▶ [DESCRIPTION OF THE TASK]: Report only the number of lines in the data below that contain the string "white", counting a line only when the letter case matches.

▶ [DATA IN THIS EXERCISE]:
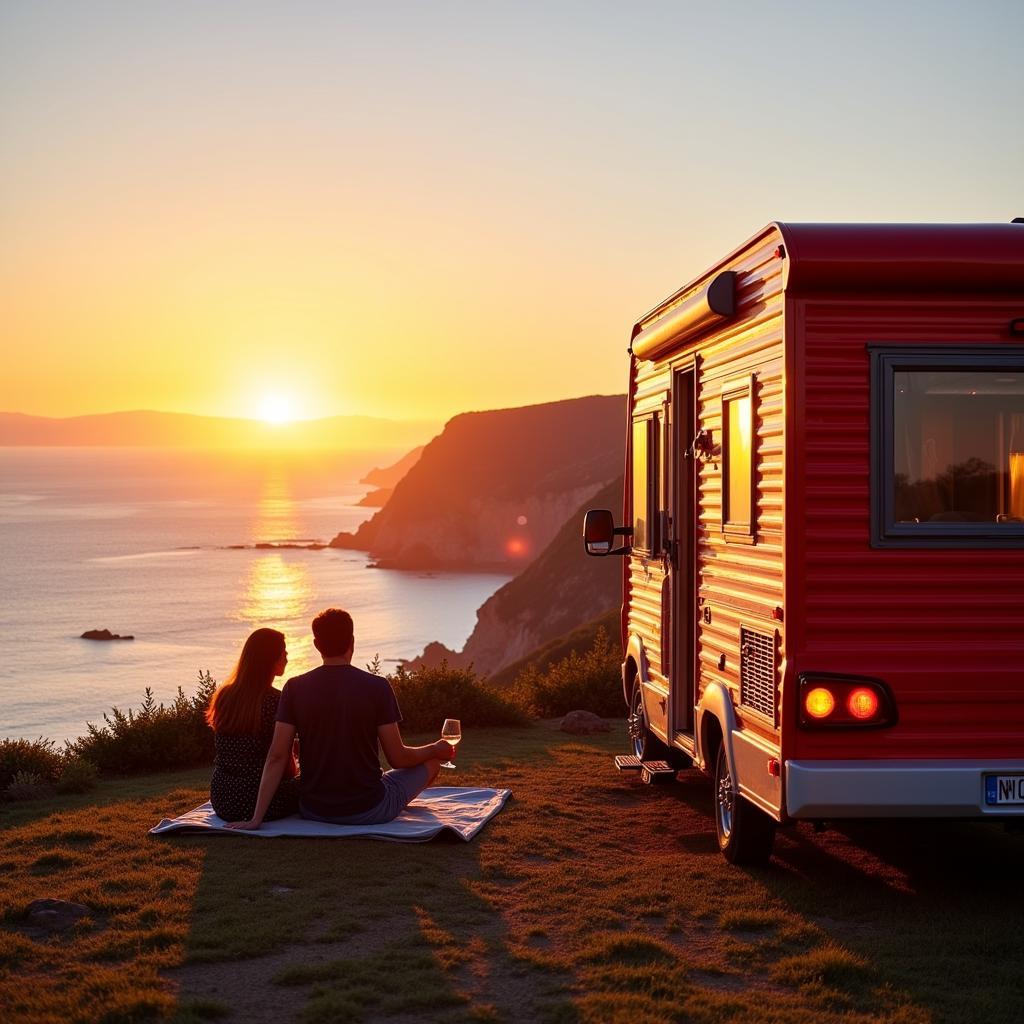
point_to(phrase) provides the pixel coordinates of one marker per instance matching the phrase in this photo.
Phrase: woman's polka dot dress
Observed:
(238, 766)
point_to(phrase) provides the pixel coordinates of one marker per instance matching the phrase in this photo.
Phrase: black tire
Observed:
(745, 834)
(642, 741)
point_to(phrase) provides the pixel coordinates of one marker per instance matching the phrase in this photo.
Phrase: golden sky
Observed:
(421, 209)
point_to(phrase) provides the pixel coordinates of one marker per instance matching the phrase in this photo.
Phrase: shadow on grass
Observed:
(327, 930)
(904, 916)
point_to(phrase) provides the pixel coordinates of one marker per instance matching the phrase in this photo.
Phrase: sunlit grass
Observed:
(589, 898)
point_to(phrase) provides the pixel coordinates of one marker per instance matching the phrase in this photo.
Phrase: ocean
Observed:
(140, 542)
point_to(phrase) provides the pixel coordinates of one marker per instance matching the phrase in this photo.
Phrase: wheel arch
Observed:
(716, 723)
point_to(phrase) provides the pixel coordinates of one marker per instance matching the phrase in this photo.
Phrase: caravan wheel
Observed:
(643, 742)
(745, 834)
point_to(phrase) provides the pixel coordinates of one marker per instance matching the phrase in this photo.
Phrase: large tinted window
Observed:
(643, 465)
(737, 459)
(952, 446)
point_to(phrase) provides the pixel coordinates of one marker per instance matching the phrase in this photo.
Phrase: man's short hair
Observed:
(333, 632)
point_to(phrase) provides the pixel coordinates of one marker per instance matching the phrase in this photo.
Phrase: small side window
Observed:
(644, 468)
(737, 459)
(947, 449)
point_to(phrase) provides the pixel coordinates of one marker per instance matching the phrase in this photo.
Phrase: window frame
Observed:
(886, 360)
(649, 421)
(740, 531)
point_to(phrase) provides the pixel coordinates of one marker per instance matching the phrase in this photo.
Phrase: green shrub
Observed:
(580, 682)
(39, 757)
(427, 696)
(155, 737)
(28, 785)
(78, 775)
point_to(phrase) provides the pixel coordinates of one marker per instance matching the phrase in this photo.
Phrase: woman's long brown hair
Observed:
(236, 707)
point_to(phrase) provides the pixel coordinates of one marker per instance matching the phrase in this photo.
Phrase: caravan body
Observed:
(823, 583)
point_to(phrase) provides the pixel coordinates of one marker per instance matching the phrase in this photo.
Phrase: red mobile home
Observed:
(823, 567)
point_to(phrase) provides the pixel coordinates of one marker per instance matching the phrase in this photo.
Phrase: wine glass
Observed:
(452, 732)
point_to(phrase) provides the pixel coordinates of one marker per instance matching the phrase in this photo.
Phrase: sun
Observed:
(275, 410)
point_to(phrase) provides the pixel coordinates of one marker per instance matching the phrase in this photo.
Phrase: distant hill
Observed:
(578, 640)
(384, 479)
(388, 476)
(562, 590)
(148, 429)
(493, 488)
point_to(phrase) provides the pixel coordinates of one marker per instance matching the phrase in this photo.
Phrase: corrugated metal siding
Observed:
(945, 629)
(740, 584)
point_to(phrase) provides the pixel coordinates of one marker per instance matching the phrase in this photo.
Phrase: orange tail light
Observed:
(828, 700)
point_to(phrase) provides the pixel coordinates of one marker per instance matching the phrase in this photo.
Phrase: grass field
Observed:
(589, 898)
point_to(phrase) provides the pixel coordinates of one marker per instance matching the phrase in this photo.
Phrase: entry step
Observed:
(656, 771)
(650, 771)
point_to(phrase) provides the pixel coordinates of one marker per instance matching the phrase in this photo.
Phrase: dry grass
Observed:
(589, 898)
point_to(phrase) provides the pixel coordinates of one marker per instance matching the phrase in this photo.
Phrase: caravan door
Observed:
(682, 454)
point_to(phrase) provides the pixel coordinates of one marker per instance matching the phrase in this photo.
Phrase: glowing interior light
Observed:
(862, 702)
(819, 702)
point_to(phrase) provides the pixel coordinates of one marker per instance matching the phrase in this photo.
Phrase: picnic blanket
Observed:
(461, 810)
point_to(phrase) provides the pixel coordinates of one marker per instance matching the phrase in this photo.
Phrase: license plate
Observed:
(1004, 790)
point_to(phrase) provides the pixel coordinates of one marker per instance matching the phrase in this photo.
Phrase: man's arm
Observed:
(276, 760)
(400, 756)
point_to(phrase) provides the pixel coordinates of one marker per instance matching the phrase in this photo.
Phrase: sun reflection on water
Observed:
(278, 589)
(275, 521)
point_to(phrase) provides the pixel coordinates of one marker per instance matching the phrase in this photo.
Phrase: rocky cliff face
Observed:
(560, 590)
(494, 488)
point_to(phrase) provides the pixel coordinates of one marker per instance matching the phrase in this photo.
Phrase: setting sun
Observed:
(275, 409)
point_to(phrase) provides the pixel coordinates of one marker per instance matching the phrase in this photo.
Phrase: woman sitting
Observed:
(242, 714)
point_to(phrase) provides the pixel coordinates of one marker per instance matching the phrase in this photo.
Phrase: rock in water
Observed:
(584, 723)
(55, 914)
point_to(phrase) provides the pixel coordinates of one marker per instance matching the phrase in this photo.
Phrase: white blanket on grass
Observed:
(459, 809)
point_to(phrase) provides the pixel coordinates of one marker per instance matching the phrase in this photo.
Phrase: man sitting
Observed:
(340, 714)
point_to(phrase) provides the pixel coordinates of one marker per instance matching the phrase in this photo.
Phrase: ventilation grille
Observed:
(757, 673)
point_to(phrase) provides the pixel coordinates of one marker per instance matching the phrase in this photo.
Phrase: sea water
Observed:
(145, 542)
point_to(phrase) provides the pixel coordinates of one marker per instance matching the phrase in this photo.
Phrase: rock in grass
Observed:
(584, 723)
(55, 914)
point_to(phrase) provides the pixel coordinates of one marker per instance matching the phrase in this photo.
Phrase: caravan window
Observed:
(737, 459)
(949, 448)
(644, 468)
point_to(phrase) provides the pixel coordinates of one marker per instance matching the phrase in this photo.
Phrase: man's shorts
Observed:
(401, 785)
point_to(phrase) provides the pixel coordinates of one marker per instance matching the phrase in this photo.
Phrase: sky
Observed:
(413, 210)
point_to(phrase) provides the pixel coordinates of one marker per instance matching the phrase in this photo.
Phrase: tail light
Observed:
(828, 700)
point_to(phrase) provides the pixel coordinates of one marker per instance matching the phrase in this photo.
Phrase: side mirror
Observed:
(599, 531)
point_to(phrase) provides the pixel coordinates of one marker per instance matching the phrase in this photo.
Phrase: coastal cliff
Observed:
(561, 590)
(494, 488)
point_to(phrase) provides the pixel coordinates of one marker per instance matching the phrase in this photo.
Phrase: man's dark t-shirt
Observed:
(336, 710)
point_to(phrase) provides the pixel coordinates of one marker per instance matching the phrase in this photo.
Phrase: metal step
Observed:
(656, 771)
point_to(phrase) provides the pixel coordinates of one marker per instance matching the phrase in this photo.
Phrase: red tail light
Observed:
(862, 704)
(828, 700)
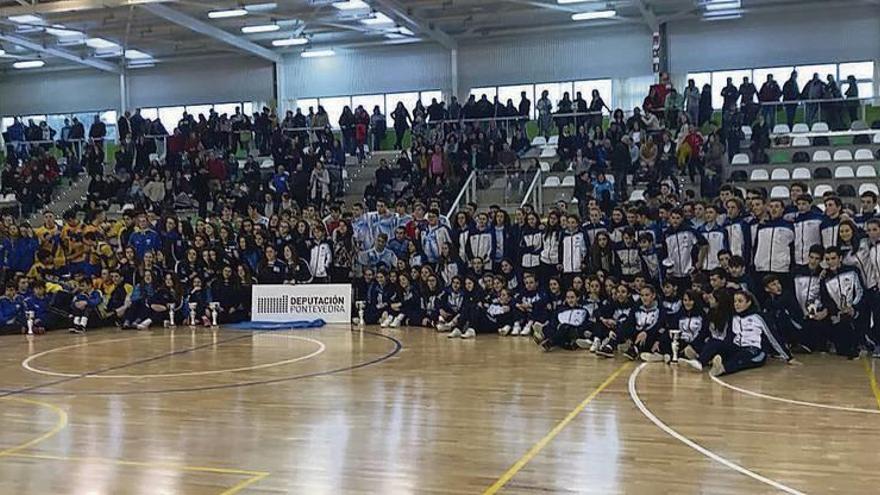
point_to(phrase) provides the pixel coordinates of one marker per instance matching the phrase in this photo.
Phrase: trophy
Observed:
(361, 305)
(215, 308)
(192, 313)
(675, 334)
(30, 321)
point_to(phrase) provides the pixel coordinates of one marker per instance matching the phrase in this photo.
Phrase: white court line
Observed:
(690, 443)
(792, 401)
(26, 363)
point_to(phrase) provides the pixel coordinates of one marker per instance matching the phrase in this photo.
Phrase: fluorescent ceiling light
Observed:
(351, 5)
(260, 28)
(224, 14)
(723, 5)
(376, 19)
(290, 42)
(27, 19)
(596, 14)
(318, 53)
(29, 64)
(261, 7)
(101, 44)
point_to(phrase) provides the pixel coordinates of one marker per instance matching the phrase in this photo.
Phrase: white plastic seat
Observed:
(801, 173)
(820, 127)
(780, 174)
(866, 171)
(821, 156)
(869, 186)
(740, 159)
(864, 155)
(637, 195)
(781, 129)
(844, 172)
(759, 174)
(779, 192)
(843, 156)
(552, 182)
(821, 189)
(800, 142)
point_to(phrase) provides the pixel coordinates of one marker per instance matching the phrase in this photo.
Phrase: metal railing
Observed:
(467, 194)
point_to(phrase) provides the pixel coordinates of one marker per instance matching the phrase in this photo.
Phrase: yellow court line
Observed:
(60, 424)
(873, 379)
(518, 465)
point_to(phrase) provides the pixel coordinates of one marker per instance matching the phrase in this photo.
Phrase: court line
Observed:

▶ [SOLUTION FOR THIS EXERCISE]: 3